WRITTEN INSTRUCTION: Can you convert all of the material below into a two-column CSV with the header columns "request" and "points", one row per request? Put each request's text and its answer in their own quoted field, with line breaks turned into spaces.

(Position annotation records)
┏━━

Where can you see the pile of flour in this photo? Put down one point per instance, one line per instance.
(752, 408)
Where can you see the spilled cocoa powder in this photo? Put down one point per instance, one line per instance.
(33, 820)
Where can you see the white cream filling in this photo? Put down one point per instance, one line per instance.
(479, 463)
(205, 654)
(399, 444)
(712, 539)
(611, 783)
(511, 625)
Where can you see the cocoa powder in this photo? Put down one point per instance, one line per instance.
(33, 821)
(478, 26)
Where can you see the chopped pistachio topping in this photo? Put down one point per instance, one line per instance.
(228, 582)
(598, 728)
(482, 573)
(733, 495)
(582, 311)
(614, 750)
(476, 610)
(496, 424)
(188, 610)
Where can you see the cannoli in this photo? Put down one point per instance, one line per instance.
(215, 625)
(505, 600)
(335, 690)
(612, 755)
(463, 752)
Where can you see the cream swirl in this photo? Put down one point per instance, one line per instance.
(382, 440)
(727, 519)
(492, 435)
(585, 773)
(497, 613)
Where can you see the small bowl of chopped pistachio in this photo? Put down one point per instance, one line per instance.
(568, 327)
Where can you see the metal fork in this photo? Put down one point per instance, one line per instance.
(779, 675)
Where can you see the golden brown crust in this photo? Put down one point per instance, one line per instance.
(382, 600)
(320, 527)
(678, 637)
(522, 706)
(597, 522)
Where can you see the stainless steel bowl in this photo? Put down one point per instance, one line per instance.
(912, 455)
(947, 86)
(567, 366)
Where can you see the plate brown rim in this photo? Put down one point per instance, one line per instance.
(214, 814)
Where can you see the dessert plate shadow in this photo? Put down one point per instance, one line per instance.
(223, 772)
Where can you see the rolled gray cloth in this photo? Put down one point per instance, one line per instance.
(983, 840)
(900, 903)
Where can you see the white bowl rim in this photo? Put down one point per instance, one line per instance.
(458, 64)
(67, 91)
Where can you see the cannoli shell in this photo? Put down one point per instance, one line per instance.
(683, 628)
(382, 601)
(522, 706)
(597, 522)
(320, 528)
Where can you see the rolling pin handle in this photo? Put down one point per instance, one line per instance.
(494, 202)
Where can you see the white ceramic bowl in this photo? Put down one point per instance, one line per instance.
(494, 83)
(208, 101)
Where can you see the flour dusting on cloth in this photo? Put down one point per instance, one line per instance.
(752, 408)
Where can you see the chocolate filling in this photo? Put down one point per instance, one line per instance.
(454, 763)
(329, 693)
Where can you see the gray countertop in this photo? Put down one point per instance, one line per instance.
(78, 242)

┗━━

WRITTEN ANSWER:
request,points
"Where can you see the pile of flour in this photo? Put down one point per instance, one line per instance.","(752, 408)"
"Where can you see the spilled cocoa powder in this photo? Put down one point per instance, one line per instance.","(33, 820)"
"Where can you see the white cream filling in this photo? Put down one point per instance, one line per instance.","(479, 463) (205, 654) (399, 444) (712, 539) (611, 783) (511, 625)"
"Where can you see the cocoa powder in this photo? Put down one point per instance, one line per instance.","(33, 821) (478, 26)"
"Where can you see the chopped pistachio topping in this photo? Put down one point per instance, one line per instance.","(228, 582) (598, 728) (482, 573) (733, 495) (582, 311) (614, 750) (476, 610) (496, 424) (188, 610)"
"Where can you see the cannoli in this photo? Put down one point per instance, one line per instance.","(215, 625) (505, 600) (335, 690) (612, 755) (463, 752)"
"Where can you see the cream swirl in this photo? Put down one point per instance, one line per instance.","(382, 440) (727, 519) (492, 435) (585, 773) (497, 613)"
"Where can you see the small bowl of chopped pistachio in this photo? Put down one point per instance, one line per instance.","(568, 327)"
"Where can you see the metal fork in this photo? Put down one point per instance, one line per instance.","(779, 675)"
"Where can you see the golden brown crust in this photo? Put down one point per instance, one line per instance.","(382, 600) (320, 527) (678, 637) (522, 706) (597, 522)"
"Where can you see the stainless steel bowl in this photo? Put down one point per instance, one line per instance.","(912, 455) (947, 86) (567, 366)"
"Where can you see the plate brown rim in this photo? Put down one point per instance, one line per instance.","(214, 814)"
"Where can you see the dessert plate shadow in this photo? Put down one point per instance, one line per instance.","(223, 772)"
"Where can you see the rolled gray cloth in this photo? Put down one point per instance, one line per instance.","(983, 840) (900, 903)"
"Where can you see the white bowl rim in this photo? Put down one point per instance, one line per instance.","(458, 64) (67, 91)"
"Where can you see the cannoli shell in this photo? Put down one point per instance, one line per instance.","(683, 628) (382, 601) (522, 706) (597, 522) (320, 528)"
"Where can you see the rolling pin handle in this photo? Put down one point per instance, one line per instance.","(494, 202)"
"Where can you see the white ceramic bowl in this photo? Put down one point per instance, one line per instance.","(494, 83) (208, 101)"
"Where can you see the flour dusting on cloth in this photo? Put down one point per instance, one line per instance.","(752, 408)"
"Where can you see the chocolate filling in this photo? Put down one point per instance, one line per instance.","(454, 763) (329, 693)"
"Where can you see the gray countertop in this photo? Put down one point per instance, one line per instance.","(78, 242)"